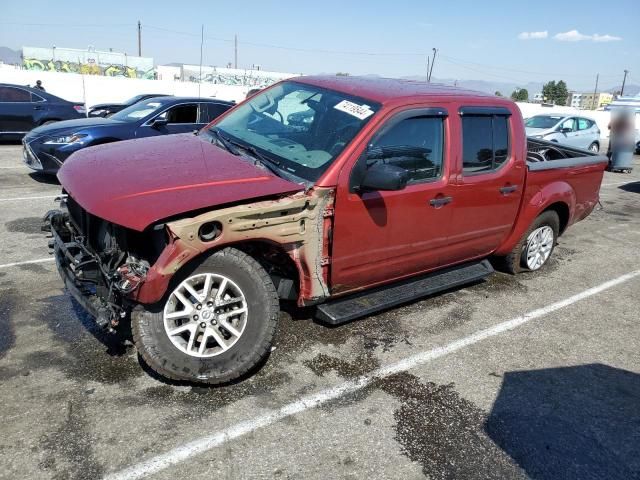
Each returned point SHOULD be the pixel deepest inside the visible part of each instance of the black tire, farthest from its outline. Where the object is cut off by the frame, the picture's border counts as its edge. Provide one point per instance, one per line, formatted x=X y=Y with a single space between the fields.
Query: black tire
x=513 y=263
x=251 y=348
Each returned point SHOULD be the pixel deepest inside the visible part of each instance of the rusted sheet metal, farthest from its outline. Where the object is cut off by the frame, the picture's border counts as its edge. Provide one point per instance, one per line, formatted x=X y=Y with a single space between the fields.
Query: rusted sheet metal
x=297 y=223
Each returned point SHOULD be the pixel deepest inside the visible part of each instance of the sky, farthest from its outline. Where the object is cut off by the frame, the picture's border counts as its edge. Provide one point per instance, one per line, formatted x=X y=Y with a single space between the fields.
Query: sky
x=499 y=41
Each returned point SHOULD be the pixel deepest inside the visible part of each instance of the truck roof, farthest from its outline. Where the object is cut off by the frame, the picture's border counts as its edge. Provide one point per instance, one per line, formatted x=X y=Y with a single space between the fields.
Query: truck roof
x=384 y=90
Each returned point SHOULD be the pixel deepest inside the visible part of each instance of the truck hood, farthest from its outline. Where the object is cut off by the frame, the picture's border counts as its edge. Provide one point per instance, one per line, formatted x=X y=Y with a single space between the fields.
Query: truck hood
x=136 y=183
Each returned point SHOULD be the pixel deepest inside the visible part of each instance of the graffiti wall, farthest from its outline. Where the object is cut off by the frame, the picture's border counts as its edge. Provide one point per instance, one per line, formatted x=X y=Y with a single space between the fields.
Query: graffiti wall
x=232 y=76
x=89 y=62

* What to work on:
Drop the images; copy every entry above exactly.

* Task solution:
Each returned point SHOULD be the pixel deepest inside the visible part of each instance of the black tire, farthest from its outline. Where the object is cut off by the frame, the picture's border counts as its edge. Provide one point per instance, one per line, formatted x=X y=Y with a single space between the fields.
Query: black tire
x=513 y=263
x=251 y=348
Each returned point SHOULD be the pixel deepest inside the visible part of each instance of the rusted sheet metal, farthest from its outline. Where the object is cut off by the frame, the picture's border counts as its edge. Provide one point per instance, one per line, formatted x=X y=Y with a single space between the fields.
Query: rusted sheet metal
x=297 y=223
Each returned point SHOULD be the pixel deepest inside the visible part of each instance of the sky, farthest from its outline. Where the object is cut off by the frame, the picture's border counts as its edge. Provide one point per instance, one per line, formatted x=X y=Y with a single space between the fields.
Query: sky
x=499 y=41
Each returned point SHOULD be the pixel deepest inside the visible part of each instance of the truck roof, farthest from its outline. Where the object is cut off by the frame, the picture's border counts as its edge. Provide one point per instance, one per line, formatted x=X y=Y with a single space between the fields.
Query: truck roof
x=384 y=90
Each returned point SHOULD be the pixel deepest inside the visible part of each instance of the truck hood, farthest from its outline. Where the object is cut off by the frame, the picture's border counts as its edge. Provide one point per instance, one per line, formatted x=X y=Y with a single space between the fields.
Query: truck hood
x=136 y=183
Each returned point SHOULD be the pixel deepest inside the visible part of each instance of the graffiti wall, farthest from its outline. Where the object is cut off by the frame, the picture's border counts as its edge. Provide one point per instance, one per line, formatted x=X y=Y with a single space between the fields.
Query: graffiti wall
x=232 y=76
x=89 y=62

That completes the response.